_Kutipan Sumber:_
Pengkajian sejarah asal mula nama Kota Dumai dan
pengkajian cerita rakyat Putri Tujuh yang dinyatakan sebagai legenda adalah dua
hal yang berbeda, kecuali kalau sahih bahwa kata-kata “di lubuk” dan “umai”
adalah asal mula nama Kota Dumai. Siapa yang pertama sekali menyatakan pendapat
bahwa asal mula nama Kota Dumai berasal dari kata “di lubuk” dan “umai”?
Bukankah itu bersumber dari sebuah cerita yang bisa saja, mungkin, disadur dari
cerita rakyat Putri Tujuh yang asli. Bagaimana pula dengan adanya sumber-sumber
sejarah tertulis dan lisan lainnya yang mempunyai informasi tentang kata “Doemei”.
Apa memang sahih bahwa cerita rakyat Putri Tujuh
yang asli memuat kisah tentang asal mula nama Kota Dumai, atau mungkin amanat
utama yang lain dalam kisahnya.

_Data Tercatat:_
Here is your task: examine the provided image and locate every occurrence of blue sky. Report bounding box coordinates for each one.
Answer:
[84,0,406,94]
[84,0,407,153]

_Petunjuk Kerja:_ Tuliskan ulang bagian kutipan sumber yang dimulai dari "adalah asal mula" dan berakhir pada "lain dalam kisahnya.". Perbarui bagian itu dengan mengganti "sahih" menjadi "benar".

_Hasil Latihan:_
adalah asal mula nama Kota Dumai. Siapa yang pertama sekali menyatakan pendapat
bahwa asal mula nama Kota Dumai berasal dari kata “di lubuk” dan “umai”?
Bukankah itu bersumber dari sebuah cerita yang bisa saja, mungkin, disadur dari
cerita rakyat Putri Tujuh yang asli. Bagaimana pula dengan adanya sumber-sumber
sejarah tertulis dan lisan lainnya yang mempunyai informasi tentang kata “Doemei”.
Apa memang benar bahwa cerita rakyat Putri Tujuh
yang asli memuat kisah tentang asal mula nama Kota Dumai, atau mungkin amanat
utama yang lain dalam kisahnya.